* [PROMPT]
Everything from the line containing "front wheel, the" to the end of the records below should be repeated exactly, with no other lines added.

━━ GIVEN RECORDS ━━

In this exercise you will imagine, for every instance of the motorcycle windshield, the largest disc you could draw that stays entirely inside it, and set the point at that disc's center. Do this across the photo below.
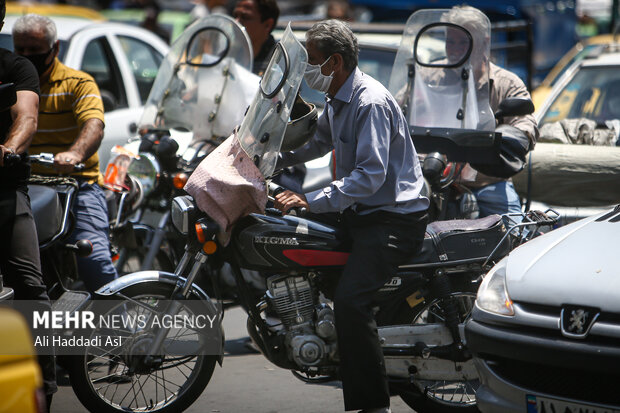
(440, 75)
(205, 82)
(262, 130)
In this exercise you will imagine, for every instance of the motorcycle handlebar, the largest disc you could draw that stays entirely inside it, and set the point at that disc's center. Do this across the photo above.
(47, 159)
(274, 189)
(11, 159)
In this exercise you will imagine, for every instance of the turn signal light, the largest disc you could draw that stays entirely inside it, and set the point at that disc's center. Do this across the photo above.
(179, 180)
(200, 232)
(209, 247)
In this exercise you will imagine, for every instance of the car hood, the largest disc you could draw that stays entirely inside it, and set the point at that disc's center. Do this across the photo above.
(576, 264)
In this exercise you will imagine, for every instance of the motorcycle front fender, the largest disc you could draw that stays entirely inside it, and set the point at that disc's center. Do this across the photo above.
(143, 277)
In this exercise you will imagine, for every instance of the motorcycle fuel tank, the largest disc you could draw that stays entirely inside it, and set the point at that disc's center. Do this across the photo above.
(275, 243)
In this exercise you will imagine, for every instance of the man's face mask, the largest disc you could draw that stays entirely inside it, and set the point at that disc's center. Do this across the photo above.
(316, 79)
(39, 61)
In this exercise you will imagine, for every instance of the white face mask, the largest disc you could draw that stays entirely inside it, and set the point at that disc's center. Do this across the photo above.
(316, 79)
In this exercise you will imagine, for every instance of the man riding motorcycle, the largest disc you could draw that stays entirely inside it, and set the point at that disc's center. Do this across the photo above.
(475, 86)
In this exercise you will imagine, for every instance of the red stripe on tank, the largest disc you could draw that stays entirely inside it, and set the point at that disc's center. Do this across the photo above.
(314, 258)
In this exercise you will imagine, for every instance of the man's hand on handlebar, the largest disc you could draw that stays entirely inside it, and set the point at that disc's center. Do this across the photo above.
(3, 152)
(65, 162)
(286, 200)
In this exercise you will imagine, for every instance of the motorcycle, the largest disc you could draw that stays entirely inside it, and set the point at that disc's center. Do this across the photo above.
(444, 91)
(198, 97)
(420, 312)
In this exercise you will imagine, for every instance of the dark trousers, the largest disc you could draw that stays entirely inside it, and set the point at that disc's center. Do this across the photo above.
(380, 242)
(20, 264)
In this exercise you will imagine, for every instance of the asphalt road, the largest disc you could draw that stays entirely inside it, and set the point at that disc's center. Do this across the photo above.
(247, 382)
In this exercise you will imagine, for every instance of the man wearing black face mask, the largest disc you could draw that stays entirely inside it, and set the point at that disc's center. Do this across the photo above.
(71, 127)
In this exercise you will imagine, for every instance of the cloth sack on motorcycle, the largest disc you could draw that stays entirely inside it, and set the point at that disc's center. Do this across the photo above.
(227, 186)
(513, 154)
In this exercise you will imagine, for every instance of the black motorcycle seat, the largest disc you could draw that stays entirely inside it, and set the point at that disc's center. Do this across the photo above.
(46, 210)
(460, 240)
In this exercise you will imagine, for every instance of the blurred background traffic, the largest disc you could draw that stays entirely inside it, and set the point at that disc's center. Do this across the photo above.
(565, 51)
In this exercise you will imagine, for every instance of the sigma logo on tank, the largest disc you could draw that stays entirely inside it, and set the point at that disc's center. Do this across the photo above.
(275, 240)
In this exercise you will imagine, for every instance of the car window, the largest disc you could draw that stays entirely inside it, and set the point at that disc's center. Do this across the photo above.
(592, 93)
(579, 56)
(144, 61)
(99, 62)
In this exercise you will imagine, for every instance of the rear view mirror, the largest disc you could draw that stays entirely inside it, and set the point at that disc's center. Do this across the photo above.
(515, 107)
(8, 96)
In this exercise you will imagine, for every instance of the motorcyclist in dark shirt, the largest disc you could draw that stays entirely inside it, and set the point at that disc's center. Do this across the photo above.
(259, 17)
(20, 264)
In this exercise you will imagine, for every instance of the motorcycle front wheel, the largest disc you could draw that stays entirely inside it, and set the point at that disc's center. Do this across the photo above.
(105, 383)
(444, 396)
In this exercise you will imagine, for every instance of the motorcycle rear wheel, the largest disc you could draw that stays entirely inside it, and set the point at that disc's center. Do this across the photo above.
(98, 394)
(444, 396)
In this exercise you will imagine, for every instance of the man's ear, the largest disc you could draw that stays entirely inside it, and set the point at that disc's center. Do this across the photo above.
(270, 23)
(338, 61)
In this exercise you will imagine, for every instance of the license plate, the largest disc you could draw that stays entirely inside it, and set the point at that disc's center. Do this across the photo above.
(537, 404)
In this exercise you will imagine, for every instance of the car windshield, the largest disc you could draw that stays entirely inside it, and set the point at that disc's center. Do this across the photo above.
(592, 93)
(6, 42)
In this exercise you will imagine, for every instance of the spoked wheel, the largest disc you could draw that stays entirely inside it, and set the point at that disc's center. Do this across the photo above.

━━━

* [COMPLETED TASK]
In this exercise you will imagine, for every instance of the motorcycle front wheel, the largest disc you could draw that stays entirely inside it, and set the point at that disc's center. Do this across the photo above.
(105, 383)
(444, 396)
In this exercise you will imagine, for every instance of the motorcycle rear wheel, the largest disc you could draw that stays entirely inside it, and set the point at that disc's center. Do this across the photo above.
(98, 394)
(444, 396)
In this exercise you will imagine, for every instance of the man's ear, the largest disc you could draw that stays entirely inside it, and set the point at that disc's center. Do this across the photo above.
(270, 23)
(338, 61)
In this exercise you will imagine, for every instance of the license plate, the largest disc you could draw that stays entirely inside it, and set the point at that disc's center. Do this across the photo above.
(537, 404)
In this exercise you will imagine, for every instance of the car windshield, the largest disc you could draw that stays entirely inside it, and set the point at that disc's center. Do this across the photo above.
(592, 93)
(6, 42)
In this exercise you will imagine, for every instance of the spoked wheel, the largest disc you could draw that stays entirely inside it, and set the point at that disc's center. Do this across the photo above.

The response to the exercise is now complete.